start Data in this exercise
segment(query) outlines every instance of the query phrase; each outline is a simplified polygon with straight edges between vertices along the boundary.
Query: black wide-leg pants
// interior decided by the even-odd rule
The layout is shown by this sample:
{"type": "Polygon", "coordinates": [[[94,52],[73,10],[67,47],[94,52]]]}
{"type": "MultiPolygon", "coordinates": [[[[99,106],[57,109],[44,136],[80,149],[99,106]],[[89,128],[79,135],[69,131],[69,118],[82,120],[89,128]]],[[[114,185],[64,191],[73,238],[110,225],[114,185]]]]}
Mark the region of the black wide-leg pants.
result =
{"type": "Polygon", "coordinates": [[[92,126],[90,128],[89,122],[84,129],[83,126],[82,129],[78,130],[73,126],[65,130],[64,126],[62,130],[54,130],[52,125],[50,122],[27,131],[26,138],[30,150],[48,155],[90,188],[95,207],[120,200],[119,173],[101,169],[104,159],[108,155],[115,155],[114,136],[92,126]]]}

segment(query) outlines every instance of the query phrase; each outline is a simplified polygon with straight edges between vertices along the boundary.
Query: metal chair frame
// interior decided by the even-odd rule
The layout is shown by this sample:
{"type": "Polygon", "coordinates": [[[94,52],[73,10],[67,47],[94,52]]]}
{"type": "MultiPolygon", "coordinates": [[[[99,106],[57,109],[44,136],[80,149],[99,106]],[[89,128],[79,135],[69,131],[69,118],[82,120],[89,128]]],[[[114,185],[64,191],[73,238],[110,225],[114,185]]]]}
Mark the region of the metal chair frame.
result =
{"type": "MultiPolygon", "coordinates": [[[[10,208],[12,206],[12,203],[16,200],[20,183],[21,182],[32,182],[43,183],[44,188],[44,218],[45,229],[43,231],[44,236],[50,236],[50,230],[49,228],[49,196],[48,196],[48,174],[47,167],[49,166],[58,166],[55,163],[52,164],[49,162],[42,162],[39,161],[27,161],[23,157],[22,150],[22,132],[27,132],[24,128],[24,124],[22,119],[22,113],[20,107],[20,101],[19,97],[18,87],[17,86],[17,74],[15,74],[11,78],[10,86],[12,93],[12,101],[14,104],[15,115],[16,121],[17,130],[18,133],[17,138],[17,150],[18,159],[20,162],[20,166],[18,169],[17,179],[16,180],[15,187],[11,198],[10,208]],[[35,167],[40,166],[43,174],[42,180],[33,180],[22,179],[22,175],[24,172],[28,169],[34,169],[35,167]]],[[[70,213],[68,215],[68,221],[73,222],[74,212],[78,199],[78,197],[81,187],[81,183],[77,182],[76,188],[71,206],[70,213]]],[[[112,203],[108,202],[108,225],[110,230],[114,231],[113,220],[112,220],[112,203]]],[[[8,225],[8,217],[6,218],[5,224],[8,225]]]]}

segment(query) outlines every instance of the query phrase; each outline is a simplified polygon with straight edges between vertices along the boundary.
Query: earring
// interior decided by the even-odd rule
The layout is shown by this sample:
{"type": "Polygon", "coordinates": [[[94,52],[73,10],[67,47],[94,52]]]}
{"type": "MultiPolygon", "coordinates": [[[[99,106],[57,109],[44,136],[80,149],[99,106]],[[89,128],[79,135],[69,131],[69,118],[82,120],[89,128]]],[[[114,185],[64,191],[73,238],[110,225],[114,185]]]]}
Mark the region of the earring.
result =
end Data in this exercise
*Exercise prompt*. From the records above, extract every entry exactly as given.

*Exercise answer*.
segment(query) outlines every instance of the query phrase; each outline is a simplified polygon with straight edges between vertices along the boundary.
Query: black wide-leg pants
// interior decided by the even-odd rule
The layout is shown by this sample:
{"type": "Polygon", "coordinates": [[[94,52],[73,10],[67,47],[94,52]]]}
{"type": "MultiPolygon", "coordinates": [[[[99,106],[57,109],[44,136],[80,149],[99,106]],[[89,128],[79,135],[69,131],[69,118],[82,120],[89,128]]],[[[114,185],[64,191],[73,238],[110,225],[114,185]]]]}
Mark the region of the black wide-leg pants.
result =
{"type": "Polygon", "coordinates": [[[92,126],[90,128],[89,122],[84,129],[83,126],[82,129],[78,130],[73,126],[65,130],[64,126],[62,130],[54,130],[52,125],[50,122],[27,131],[26,138],[30,150],[48,155],[90,188],[95,207],[120,200],[119,173],[101,169],[104,159],[108,155],[115,155],[114,136],[92,126]]]}

segment(query) outlines every instance of the query phrase; each outline is a simplified polygon with straight edges between vertices along the boundary.
Query: metal chair frame
// interior decided by the even-odd rule
The layout is shown by this sample:
{"type": "Polygon", "coordinates": [[[94,52],[73,10],[67,47],[94,52]]]}
{"type": "MultiPolygon", "coordinates": [[[[99,106],[57,109],[44,136],[80,149],[99,106]],[[89,128],[79,135],[69,131],[69,118],[82,120],[89,128]]],[[[114,185],[64,191],[73,238],[110,225],[114,185]]]]}
Mark the region of the metal chair frame.
result =
{"type": "MultiPolygon", "coordinates": [[[[10,208],[12,206],[12,203],[16,200],[20,183],[21,182],[32,182],[43,183],[44,188],[44,218],[45,229],[43,231],[44,236],[50,236],[50,230],[49,228],[49,196],[48,196],[48,174],[47,167],[49,166],[58,166],[55,163],[52,164],[49,162],[42,162],[39,161],[27,161],[23,157],[22,150],[22,132],[27,132],[24,128],[24,124],[22,119],[22,113],[20,107],[20,101],[19,97],[18,87],[17,86],[17,74],[15,74],[11,78],[10,86],[12,93],[12,101],[14,104],[15,115],[16,121],[17,130],[18,133],[17,138],[17,150],[18,159],[20,162],[20,166],[18,169],[17,179],[16,180],[15,187],[11,198],[10,208]],[[35,167],[40,166],[43,174],[42,180],[33,180],[22,179],[22,175],[24,172],[28,169],[34,169],[35,167]]],[[[70,213],[68,215],[68,221],[73,222],[74,212],[78,199],[78,197],[81,187],[81,183],[77,182],[76,188],[71,206],[70,213]]],[[[112,203],[108,202],[108,225],[110,230],[114,231],[113,220],[112,220],[112,203]]],[[[8,225],[8,217],[6,218],[5,224],[8,225]]]]}

segment(query) outlines every instance of the query phrase; each outline is a simplified polygon with straight edges between vertices along the boundary.
Query: earring
// interior decided by the even-odd rule
The layout is shown by this sample:
{"type": "Polygon", "coordinates": [[[94,52],[73,10],[67,47],[94,52]]]}
{"type": "MultiPolygon", "coordinates": [[[[99,106],[57,109],[44,136],[80,149],[99,106]],[[89,128],[79,135],[69,131],[69,118],[82,120],[89,128]]],[[[114,185],[64,191],[73,238],[110,225],[114,185]]]]}
Mark the region of the earring.
result =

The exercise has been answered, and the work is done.